- **Your instructions**
Update the material from the line with "Task: locate the mask ear loop." to the line with "column 928, row 387" by replacing "pixel coordinates" with "image coordinates", keeping everything else the same, and give back only those lines.

** Start of Listed entries **

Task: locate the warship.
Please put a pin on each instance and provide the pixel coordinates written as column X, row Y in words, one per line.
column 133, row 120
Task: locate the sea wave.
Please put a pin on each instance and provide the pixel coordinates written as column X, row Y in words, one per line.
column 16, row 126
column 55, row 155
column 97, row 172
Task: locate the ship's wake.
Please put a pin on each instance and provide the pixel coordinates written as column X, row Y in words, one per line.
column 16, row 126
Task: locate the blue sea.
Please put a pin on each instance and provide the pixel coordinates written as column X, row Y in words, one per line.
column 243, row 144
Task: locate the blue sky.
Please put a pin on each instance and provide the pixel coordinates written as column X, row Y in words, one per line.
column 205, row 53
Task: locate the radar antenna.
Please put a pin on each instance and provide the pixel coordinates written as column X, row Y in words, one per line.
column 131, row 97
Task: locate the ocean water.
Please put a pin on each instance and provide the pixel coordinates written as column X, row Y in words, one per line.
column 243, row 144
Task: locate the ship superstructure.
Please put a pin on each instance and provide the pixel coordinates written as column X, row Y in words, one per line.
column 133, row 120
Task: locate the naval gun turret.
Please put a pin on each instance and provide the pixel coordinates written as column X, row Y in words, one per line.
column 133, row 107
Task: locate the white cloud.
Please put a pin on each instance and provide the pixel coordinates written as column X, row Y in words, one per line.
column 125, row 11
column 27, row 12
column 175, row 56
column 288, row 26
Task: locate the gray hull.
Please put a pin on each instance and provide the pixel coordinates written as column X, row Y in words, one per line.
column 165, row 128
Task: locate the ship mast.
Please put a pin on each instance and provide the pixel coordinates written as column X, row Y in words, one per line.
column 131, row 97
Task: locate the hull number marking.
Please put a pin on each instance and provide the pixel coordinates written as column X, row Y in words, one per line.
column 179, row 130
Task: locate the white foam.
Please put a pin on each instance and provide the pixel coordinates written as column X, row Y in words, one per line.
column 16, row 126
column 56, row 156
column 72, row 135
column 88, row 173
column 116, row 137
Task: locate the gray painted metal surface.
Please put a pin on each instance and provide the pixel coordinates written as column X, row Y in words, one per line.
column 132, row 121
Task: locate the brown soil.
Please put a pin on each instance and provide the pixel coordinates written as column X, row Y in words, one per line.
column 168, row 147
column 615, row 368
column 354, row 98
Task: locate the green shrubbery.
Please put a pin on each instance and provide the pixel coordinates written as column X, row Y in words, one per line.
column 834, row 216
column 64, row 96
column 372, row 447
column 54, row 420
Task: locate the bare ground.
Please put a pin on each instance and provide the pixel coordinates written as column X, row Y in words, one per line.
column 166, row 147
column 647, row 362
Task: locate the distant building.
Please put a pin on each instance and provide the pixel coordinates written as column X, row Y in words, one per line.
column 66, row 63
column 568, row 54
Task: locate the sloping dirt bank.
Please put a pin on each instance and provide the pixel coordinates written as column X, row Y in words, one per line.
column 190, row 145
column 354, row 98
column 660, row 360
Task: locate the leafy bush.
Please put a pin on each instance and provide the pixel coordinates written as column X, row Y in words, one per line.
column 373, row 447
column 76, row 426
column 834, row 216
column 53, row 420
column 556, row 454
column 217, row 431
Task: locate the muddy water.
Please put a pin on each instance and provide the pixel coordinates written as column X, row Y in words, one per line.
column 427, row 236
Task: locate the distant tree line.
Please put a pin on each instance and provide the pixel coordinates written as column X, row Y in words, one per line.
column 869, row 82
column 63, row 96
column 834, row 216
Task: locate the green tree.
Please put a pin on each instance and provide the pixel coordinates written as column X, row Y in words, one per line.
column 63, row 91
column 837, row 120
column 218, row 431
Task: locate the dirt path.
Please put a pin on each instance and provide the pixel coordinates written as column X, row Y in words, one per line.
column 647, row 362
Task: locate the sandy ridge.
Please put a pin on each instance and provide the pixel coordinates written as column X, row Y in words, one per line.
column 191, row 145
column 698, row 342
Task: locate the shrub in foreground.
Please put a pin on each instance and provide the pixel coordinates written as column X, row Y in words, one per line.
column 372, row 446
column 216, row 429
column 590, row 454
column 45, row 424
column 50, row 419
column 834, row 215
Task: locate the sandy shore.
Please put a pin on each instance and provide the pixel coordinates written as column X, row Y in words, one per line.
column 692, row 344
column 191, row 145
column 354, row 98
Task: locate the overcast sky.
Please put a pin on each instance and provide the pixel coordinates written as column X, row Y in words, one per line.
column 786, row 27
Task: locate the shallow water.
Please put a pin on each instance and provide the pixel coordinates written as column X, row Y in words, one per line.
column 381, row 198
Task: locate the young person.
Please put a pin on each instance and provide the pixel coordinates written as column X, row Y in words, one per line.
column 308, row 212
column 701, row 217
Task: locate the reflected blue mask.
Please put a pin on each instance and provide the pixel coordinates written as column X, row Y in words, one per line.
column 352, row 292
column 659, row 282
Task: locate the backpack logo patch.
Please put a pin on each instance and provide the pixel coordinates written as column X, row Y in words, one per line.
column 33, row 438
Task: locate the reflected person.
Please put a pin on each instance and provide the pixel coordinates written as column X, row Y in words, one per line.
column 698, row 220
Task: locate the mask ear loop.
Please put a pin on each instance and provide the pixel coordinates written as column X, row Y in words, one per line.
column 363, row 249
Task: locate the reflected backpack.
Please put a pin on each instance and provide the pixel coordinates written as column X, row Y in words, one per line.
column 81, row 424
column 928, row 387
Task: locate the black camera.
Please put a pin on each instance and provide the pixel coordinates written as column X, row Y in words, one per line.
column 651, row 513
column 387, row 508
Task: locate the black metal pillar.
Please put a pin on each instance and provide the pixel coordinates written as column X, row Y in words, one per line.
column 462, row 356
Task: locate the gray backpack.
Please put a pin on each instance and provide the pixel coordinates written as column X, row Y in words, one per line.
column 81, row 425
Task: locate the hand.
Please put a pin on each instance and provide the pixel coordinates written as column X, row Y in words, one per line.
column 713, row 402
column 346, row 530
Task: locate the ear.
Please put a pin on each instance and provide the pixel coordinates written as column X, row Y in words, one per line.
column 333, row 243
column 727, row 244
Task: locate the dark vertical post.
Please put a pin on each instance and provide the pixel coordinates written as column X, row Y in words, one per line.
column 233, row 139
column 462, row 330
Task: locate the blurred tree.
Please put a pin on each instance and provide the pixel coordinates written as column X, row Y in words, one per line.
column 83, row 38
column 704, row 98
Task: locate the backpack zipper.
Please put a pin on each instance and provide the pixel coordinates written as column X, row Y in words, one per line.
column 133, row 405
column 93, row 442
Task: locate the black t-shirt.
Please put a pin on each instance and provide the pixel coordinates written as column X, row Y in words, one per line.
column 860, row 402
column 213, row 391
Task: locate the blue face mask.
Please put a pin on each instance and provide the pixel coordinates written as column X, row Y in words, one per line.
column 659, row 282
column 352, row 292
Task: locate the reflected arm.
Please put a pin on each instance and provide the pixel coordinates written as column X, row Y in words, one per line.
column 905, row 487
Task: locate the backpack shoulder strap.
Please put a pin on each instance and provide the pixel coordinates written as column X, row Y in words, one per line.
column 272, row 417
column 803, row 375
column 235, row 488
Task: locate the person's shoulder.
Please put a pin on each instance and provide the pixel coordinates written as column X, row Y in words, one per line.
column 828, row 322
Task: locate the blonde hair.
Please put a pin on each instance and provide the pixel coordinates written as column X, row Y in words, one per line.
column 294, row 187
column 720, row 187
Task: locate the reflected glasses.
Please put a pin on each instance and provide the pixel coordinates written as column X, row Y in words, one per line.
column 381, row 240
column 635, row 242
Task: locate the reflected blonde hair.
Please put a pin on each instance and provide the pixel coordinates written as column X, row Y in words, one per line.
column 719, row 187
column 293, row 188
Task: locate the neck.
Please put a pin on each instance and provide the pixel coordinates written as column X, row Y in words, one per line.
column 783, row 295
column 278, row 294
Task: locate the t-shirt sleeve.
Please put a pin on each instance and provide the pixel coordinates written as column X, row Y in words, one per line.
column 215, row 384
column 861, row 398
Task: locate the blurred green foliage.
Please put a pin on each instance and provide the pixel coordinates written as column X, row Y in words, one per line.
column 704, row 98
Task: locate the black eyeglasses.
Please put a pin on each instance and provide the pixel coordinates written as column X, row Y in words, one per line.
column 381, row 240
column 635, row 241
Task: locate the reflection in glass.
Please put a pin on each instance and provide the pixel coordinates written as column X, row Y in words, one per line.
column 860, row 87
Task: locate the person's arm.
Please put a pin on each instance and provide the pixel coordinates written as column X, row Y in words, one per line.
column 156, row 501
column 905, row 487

** End of Listed entries **

- **Expected output**
Task: locate the mask ear loop.
Please put a pin on each instance and provide the image coordinates written as column X, row Y in words, one per line.
column 363, row 249
Task: locate the reflected backpack.
Please put a pin on each instance and provide the image coordinates written as column X, row Y in words, one per line.
column 81, row 424
column 928, row 387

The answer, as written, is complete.